**What is being asked:** Pull out each line of the material below that contains the word "collar".

—————

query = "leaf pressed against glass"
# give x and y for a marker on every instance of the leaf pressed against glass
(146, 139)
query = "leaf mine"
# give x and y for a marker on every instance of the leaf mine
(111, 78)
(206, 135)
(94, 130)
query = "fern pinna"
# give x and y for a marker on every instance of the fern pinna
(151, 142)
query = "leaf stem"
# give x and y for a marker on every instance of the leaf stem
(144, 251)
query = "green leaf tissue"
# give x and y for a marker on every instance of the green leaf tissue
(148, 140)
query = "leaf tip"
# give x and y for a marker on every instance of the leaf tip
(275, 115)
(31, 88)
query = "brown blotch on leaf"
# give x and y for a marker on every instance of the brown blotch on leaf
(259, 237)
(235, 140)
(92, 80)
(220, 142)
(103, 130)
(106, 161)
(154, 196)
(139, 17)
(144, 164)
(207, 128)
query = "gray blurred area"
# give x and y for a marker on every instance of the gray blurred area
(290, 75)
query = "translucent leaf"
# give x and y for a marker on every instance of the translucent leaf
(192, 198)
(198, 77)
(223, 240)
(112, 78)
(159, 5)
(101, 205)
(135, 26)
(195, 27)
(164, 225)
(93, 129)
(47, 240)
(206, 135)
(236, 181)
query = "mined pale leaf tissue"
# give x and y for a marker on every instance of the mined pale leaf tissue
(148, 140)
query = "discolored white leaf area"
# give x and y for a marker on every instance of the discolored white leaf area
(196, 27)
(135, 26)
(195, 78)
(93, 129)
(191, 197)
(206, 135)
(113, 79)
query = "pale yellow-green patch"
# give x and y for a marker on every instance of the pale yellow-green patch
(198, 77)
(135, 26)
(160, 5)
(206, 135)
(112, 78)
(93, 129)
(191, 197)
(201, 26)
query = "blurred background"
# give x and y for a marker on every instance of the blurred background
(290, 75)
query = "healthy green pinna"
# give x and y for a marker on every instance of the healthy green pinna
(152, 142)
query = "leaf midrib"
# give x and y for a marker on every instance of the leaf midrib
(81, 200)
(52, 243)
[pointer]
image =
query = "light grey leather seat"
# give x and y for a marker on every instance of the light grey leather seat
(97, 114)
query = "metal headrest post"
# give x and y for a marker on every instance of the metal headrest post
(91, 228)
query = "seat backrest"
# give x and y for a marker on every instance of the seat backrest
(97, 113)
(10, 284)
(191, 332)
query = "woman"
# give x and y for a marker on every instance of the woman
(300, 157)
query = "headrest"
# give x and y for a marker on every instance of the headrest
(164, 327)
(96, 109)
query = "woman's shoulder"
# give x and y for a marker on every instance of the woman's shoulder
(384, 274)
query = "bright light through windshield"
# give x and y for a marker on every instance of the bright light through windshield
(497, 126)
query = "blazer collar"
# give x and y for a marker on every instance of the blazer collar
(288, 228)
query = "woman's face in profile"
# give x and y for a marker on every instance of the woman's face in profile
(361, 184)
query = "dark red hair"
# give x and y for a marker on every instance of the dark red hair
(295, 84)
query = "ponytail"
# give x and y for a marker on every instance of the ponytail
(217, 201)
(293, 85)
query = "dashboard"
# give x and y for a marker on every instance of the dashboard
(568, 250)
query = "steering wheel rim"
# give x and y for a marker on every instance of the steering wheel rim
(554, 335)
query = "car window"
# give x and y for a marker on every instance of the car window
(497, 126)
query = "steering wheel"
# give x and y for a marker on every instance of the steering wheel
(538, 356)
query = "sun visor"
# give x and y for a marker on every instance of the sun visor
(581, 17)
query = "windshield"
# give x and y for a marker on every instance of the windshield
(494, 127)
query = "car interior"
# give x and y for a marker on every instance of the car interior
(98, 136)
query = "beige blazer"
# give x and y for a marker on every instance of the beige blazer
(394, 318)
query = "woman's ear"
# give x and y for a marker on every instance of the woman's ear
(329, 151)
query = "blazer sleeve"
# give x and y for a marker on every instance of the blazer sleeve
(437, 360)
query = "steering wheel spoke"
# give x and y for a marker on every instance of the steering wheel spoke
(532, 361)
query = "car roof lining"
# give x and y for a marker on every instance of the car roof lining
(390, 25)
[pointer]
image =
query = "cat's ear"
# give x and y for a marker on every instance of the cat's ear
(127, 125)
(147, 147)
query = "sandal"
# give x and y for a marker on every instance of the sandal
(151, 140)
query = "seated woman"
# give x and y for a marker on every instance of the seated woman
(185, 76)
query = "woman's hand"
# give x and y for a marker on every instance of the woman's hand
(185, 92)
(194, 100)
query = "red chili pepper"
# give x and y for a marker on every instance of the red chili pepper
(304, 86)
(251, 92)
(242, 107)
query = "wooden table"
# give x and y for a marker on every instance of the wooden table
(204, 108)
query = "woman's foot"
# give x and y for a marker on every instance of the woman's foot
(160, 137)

—————

**Problem solution:**
query = "blazer collar"
# give x and y for a marker on every instance of the blazer collar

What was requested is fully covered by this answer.